┏━━

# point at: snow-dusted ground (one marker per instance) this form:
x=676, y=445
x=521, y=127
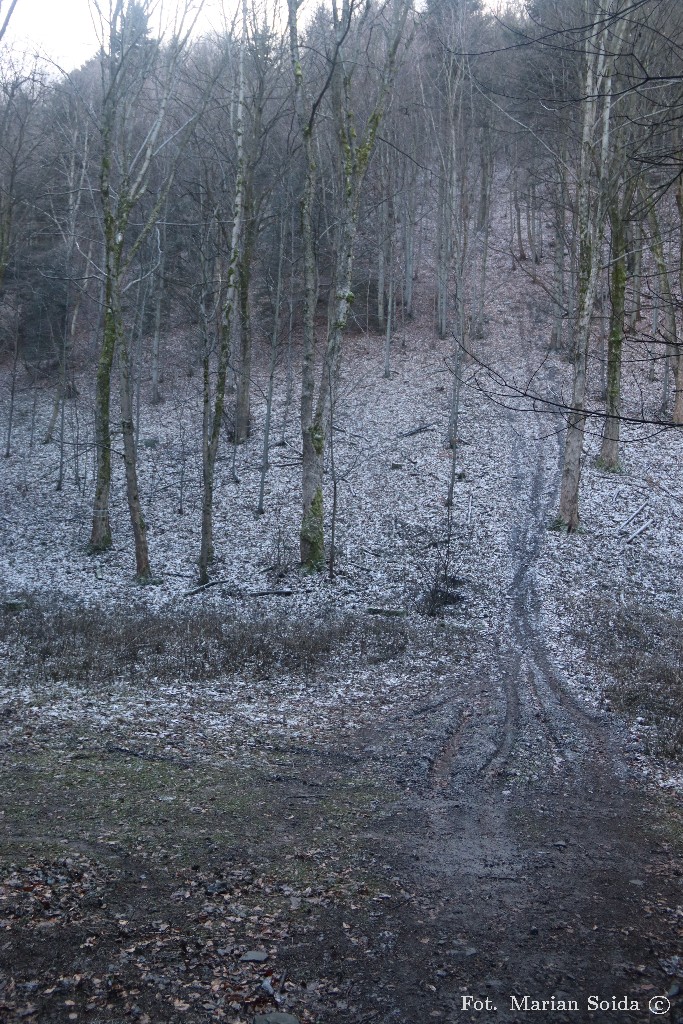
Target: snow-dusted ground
x=391, y=527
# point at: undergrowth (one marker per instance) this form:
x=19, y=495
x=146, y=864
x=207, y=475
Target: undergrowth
x=642, y=651
x=82, y=645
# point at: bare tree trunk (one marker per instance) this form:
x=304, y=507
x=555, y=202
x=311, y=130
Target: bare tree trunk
x=129, y=458
x=12, y=392
x=100, y=535
x=271, y=369
x=591, y=227
x=212, y=428
x=558, y=308
x=610, y=434
x=667, y=301
x=156, y=339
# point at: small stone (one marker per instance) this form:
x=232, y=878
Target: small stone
x=216, y=888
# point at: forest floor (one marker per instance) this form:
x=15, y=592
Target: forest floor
x=269, y=798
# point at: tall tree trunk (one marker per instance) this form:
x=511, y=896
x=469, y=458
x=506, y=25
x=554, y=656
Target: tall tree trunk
x=212, y=428
x=129, y=457
x=591, y=228
x=667, y=300
x=610, y=434
x=100, y=535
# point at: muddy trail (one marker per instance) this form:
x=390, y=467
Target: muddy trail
x=542, y=879
x=484, y=853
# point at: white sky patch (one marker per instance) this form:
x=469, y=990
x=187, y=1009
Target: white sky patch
x=68, y=33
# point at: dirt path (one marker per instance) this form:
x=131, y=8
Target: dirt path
x=536, y=866
x=487, y=843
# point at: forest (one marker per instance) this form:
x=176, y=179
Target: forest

┗━━

WHAT YOU NEED TO DO: Reproduce every one of the entries above verbatim, leaving out the pictures.

SOLUTION FOR THIS TASK:
# point at: snow-dusted ground (one marker per instance) this form:
x=676, y=445
x=521, y=127
Target: snow-dusted ground
x=391, y=527
# point at: undergrowth (one marker per instance) this form:
x=19, y=495
x=146, y=864
x=207, y=475
Target: undergrowth
x=642, y=651
x=82, y=645
# point at: bare tree trunk (one marker per instance) this form:
x=304, y=507
x=555, y=202
x=311, y=130
Target: bare tree trunk
x=129, y=458
x=12, y=392
x=100, y=535
x=271, y=369
x=591, y=227
x=212, y=428
x=558, y=308
x=610, y=434
x=667, y=301
x=156, y=339
# point at: small stone (one marker per instance) this form:
x=232, y=878
Target: small stone
x=216, y=888
# point at: forest floor (one marker per instance) this form:
x=15, y=592
Target: forest floor
x=269, y=798
# point at: tall tree trunk (one marker per instance) this form:
x=511, y=896
x=469, y=458
x=506, y=25
x=554, y=656
Target: tall tree trunk
x=212, y=428
x=129, y=457
x=591, y=228
x=667, y=300
x=610, y=434
x=100, y=535
# point at: muddy trail (one marker per instance) this form:
x=390, y=467
Target: muddy trail
x=542, y=879
x=484, y=853
# point at: white sky patch (one marker per instance) this form:
x=469, y=990
x=187, y=1009
Target: white sky patch
x=68, y=33
# point at: dirt path (one marker per instance) this form:
x=131, y=8
Target: dirt path
x=536, y=866
x=487, y=843
# point at: forest (one marker per instance) this form:
x=176, y=179
Target: forest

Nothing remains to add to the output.